- PROVIDED PASSAGE -
+++

In short
- Retries handle transient failures. DLQs handle everything else: permanent errors, broken consumers, bad schemas.
- Without a DLQ, events that exhaust their retries are silently dropped.
- A DLQ stores the full original payload and failure metadata so you can replay after fixing the root cause.
- Not all failures deserve retries. 4xx responses should go straight to the DLQ.
- Alert the moment DLQ depth rises above zero. Silent accumulation is the enemy.
---
Webhook retries are your first line of defense. Transient network issues, brief consumer downtime, a cold start that took too long. Retries handle all of that with exponential backoff. The retry best practices guide covers how to structure them.
But retries only work if the failure is temporary. When a consumer is genuinely broken (schema mismatch, logic bug, permanent authentication failure), retries just generate noise. You need somewhere for those events to land that is not the floor.
That is what a dead letter queue is for.

+++

- DATA PROVIDED -
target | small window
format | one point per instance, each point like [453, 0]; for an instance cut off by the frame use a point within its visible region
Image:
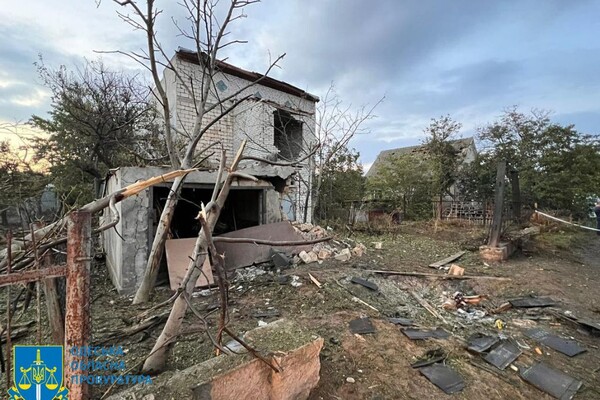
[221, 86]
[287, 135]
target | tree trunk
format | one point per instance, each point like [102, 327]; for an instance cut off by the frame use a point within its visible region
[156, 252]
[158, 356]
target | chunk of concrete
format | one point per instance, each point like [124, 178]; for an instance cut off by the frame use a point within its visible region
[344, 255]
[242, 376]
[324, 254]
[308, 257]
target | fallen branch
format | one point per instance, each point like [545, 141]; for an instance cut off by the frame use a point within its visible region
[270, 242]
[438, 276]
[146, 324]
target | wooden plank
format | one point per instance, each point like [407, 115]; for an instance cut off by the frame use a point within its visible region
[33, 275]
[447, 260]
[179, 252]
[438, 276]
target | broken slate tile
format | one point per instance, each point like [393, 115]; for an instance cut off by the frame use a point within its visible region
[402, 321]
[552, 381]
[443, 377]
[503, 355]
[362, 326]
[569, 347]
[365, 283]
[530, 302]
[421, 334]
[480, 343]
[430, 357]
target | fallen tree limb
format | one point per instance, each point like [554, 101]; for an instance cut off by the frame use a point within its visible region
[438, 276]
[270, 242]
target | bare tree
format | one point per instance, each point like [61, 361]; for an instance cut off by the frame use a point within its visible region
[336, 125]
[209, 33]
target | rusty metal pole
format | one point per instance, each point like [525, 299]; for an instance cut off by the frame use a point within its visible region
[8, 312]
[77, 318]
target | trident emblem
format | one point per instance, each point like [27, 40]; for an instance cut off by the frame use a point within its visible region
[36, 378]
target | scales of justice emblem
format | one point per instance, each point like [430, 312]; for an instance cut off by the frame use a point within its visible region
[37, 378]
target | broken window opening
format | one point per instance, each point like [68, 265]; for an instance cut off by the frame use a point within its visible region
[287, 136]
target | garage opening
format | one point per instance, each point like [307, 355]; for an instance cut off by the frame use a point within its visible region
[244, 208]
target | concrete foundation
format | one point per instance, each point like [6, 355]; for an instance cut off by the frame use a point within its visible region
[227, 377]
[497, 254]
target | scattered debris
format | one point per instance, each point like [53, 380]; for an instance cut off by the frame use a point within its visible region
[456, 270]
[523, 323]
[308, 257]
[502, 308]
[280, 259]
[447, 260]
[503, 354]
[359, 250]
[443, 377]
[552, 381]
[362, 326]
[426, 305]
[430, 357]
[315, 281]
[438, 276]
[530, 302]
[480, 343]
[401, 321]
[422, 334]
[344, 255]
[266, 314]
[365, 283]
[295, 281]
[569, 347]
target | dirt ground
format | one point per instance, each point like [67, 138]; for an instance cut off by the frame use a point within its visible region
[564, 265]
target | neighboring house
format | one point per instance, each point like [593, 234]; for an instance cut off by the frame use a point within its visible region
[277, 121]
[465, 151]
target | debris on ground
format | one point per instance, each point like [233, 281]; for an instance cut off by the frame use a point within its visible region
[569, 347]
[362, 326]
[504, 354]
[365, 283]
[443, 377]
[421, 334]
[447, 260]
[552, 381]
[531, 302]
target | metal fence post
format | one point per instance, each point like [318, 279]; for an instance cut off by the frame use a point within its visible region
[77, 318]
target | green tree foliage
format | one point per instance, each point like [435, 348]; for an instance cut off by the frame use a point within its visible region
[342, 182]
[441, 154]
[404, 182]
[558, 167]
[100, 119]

+++

- SET PROBLEM -
Reproduce the dead letter queue text word for word from "- A DLQ stores" to "queue is for.".

- RESULT OF THE TASK -
- A DLQ stores the full original payload and failure metadata so you can replay after fixing the root cause.
- Not all failures deserve retries. 4xx responses should go straight to the DLQ.
- Alert the moment DLQ depth rises above zero. Silent accumulation is the enemy.
---
Webhook retries are your first line of defense. Transient network issues, brief consumer downtime, a cold start that took too long. Retries handle all of that with exponential backoff. The retry best practices guide covers how to structure them.
But retries only work if the failure is temporary. When a consumer is genuinely broken (schema mismatch, logic bug, permanent authentication failure), retries just generate noise. You need somewhere for those events to land that is not the floor.
That is what a dead letter queue is for.